━━ DATA FOR PROCESSING ━━

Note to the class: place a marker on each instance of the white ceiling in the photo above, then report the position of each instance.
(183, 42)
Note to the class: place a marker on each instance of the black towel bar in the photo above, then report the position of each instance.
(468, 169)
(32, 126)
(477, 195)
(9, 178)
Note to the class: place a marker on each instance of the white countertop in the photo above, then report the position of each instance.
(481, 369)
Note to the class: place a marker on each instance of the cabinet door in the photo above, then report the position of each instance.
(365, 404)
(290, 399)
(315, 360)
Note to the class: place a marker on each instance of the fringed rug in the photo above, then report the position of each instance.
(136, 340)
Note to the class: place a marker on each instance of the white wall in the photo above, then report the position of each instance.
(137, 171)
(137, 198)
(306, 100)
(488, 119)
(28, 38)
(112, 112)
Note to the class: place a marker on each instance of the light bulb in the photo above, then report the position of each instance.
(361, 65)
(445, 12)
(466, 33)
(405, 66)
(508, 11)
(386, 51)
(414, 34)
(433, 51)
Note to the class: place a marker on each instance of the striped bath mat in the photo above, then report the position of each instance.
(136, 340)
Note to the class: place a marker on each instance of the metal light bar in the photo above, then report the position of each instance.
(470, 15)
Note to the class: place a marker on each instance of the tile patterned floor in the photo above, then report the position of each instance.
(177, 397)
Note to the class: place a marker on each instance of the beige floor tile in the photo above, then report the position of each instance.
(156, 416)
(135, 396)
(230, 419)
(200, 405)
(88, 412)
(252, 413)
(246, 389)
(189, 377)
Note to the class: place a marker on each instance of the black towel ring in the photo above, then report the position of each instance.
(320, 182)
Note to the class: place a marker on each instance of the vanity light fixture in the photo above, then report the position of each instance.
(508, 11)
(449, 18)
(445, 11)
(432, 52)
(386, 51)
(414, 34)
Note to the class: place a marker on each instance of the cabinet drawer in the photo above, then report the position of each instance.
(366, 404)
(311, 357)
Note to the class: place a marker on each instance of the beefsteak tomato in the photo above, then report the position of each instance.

━━━

- [DIRECTIVE]
Output every line above without altering anything.

- [ANSWER TO THIS TASK]
Note to the class: place a marker on each instance of the white ceiling in the photo above, then report the position of each instance.
(183, 42)
Note to the class: place a marker on each instance of the black towel bar in the photo above, then report the position of each instance.
(468, 169)
(32, 126)
(477, 195)
(9, 178)
Note to the class: place a marker on each instance of the white countertop in the photo above, then report the position of each instance.
(481, 369)
Note to the class: place a marker on each instance of the cabinet door in the photo above, then report the position of each instance.
(365, 404)
(290, 399)
(315, 360)
Note to the class: place a marker on each instance of the fringed rug in the photo above, then report the position of each instance.
(136, 340)
Note to the class: place a marker on each instance of the white wall in the photo above, then report the position of each instance.
(137, 171)
(137, 198)
(306, 100)
(488, 119)
(28, 38)
(112, 112)
Note to the class: place a marker on each instance of the light bulb in the photo above, then report the position of each instance.
(361, 65)
(445, 12)
(466, 33)
(405, 66)
(508, 11)
(386, 51)
(414, 34)
(433, 51)
Note to the class: place a marker on each instance of the striped bath mat in the photo above, then report the position of each instance.
(136, 340)
Note to the class: place a marker on each instance of the metal light bar in the photo above, then report the position of each instance.
(470, 15)
Note to the class: place a marker on each instance of the tile patterned floor in the photo above, then report the position of each instance.
(177, 397)
Note to the class: place a marker on each instance of the beige floor tile in the photo above, then report the position of each instance.
(156, 416)
(135, 396)
(230, 419)
(200, 405)
(88, 412)
(252, 413)
(246, 389)
(189, 377)
Note to the class: place a marker on each instance of the black towel ring in the photo above, then report the position of each instance.
(320, 182)
Note to the class: place a marker on each instance of the vanity light fixture in the photo above, then report the position of each instance.
(508, 11)
(449, 18)
(445, 11)
(432, 52)
(386, 51)
(414, 34)
Note to the class: place a marker on each instance of the cabinet drawer in the photo above, then report the position of each instance.
(366, 404)
(311, 357)
Note to the class: place a marker on each instance of the beefsteak tomato in the photo above, then report the position of each instance.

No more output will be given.